Problem: From the material below, pull every line containing the word "helmet" and copy each one in full. The match is case-sensitive.

### Data to process

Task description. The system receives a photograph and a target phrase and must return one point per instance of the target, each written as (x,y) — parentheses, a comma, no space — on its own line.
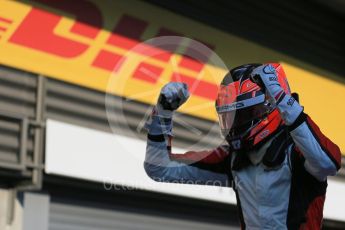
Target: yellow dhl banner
(90,46)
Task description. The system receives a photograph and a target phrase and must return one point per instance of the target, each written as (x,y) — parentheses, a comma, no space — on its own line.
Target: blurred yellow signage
(93,42)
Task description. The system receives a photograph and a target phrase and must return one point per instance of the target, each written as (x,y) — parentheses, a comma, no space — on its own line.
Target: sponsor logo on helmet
(273,78)
(236,144)
(264,134)
(269,69)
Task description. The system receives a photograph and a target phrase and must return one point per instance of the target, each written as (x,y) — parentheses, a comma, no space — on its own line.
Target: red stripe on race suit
(331,149)
(208,156)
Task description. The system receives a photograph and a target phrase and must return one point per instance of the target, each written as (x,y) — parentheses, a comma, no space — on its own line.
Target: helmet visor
(237,122)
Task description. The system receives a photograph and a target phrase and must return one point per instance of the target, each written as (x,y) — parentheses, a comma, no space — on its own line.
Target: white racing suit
(281,185)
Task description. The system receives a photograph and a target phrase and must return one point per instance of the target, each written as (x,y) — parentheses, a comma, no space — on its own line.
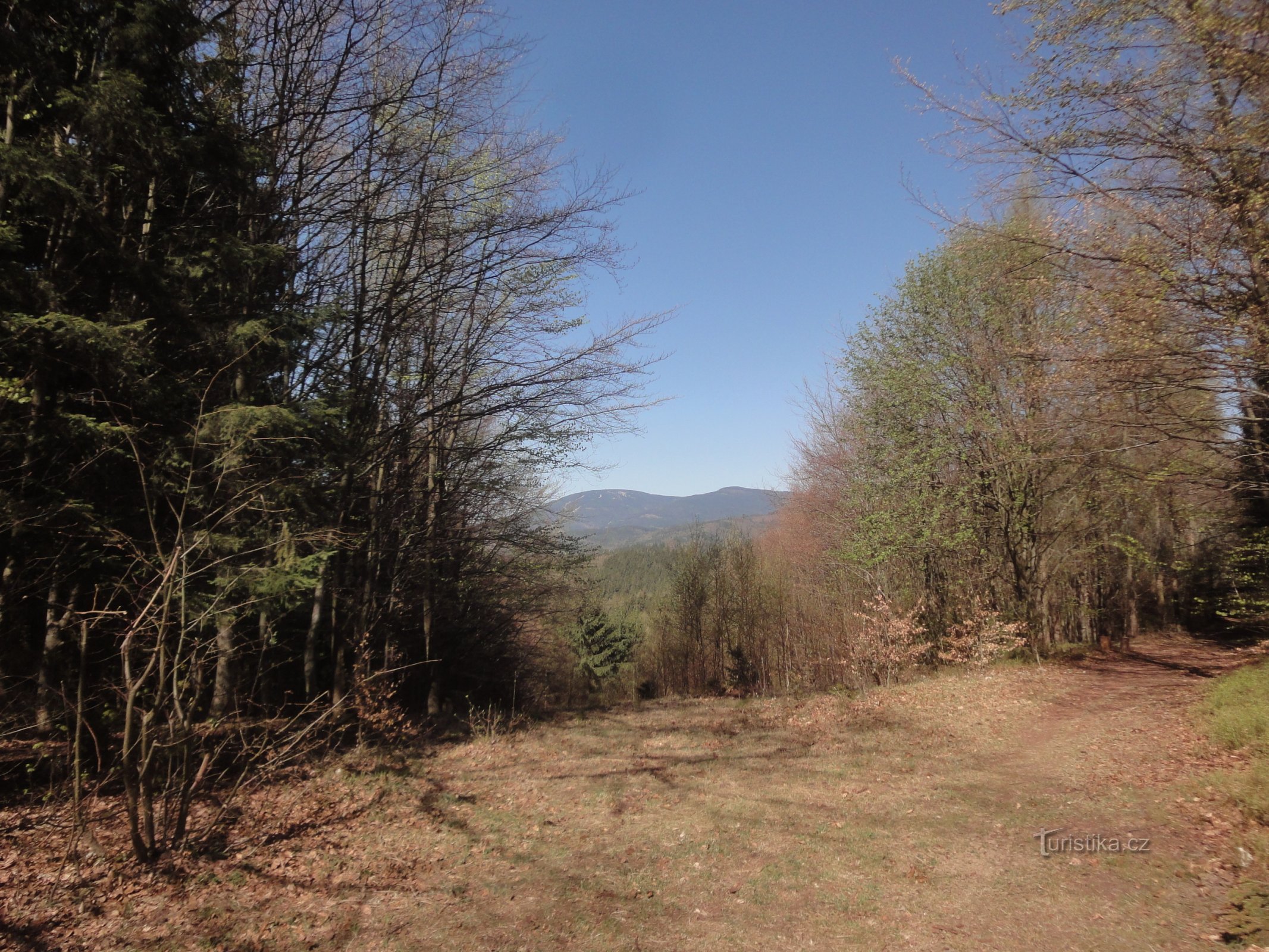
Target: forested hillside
(294,357)
(1051,431)
(290,349)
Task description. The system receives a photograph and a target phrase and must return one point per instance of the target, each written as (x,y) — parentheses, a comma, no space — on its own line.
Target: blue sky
(768,143)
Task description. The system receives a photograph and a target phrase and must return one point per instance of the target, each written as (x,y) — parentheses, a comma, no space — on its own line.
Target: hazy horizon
(745,129)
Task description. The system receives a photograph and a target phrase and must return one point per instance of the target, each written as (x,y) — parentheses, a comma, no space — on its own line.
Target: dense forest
(291,353)
(1051,431)
(290,356)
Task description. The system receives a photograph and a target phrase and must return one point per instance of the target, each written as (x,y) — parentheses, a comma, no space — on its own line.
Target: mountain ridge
(617,517)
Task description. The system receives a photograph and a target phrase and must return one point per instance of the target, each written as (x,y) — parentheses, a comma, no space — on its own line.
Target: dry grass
(901,822)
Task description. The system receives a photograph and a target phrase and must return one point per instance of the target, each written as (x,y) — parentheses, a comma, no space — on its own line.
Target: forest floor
(904,821)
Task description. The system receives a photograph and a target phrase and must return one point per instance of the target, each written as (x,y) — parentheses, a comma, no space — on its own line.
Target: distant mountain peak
(615,517)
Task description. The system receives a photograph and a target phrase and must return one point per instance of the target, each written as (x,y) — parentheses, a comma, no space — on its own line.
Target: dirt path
(905,822)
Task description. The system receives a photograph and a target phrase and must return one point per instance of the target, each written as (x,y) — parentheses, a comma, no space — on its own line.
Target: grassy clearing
(904,821)
(1236,715)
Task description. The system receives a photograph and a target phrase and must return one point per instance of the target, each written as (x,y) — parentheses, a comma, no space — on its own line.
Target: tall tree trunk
(311,636)
(226,667)
(55,624)
(1133,622)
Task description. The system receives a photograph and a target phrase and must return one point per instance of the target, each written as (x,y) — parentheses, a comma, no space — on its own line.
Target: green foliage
(1237,709)
(603,645)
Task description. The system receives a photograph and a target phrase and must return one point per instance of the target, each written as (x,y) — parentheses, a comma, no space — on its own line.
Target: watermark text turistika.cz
(1052,842)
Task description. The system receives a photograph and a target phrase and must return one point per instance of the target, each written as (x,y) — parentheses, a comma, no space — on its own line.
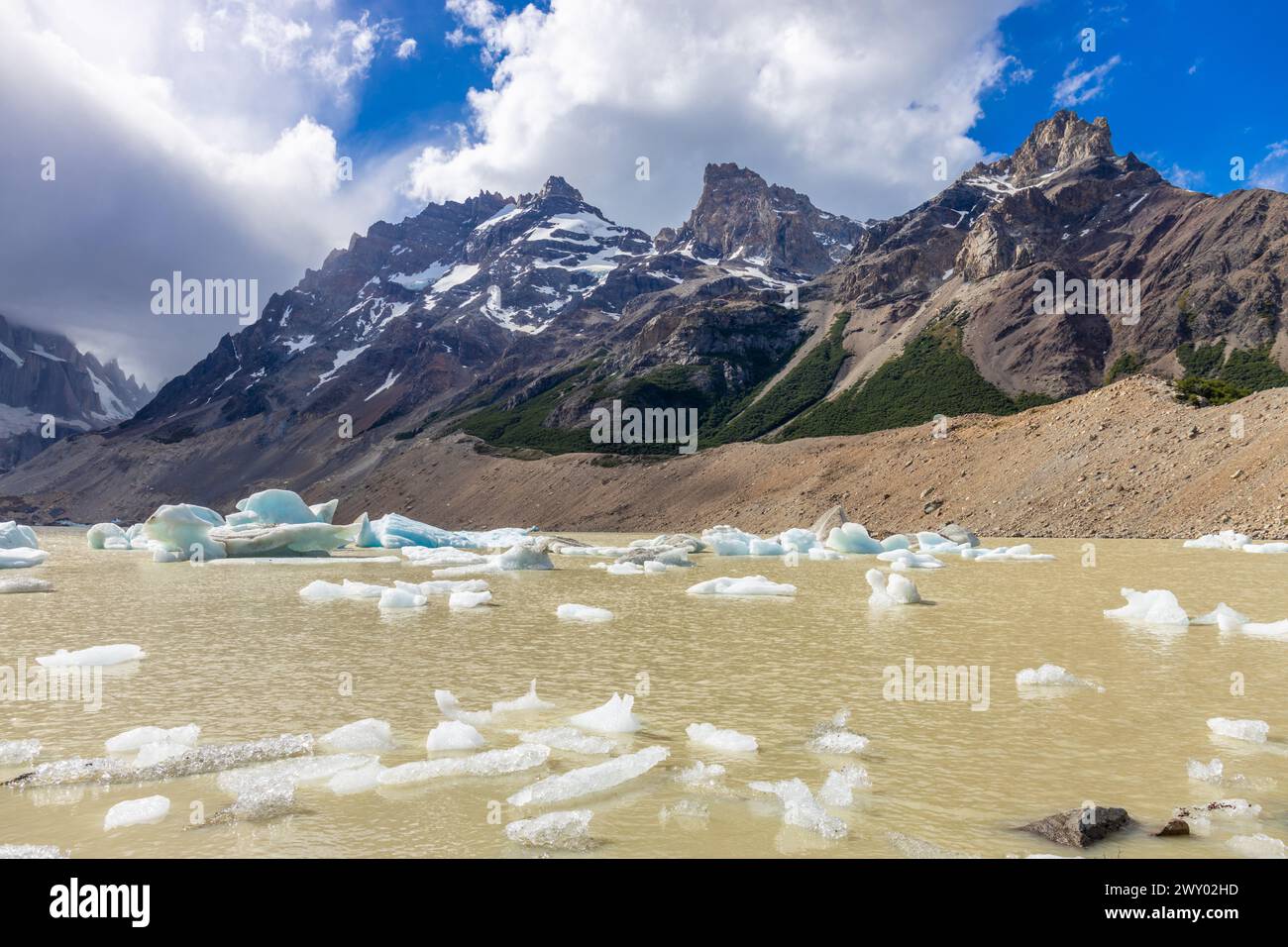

######

The solution:
Target: sponsor logo on helmet
Target: helmet visor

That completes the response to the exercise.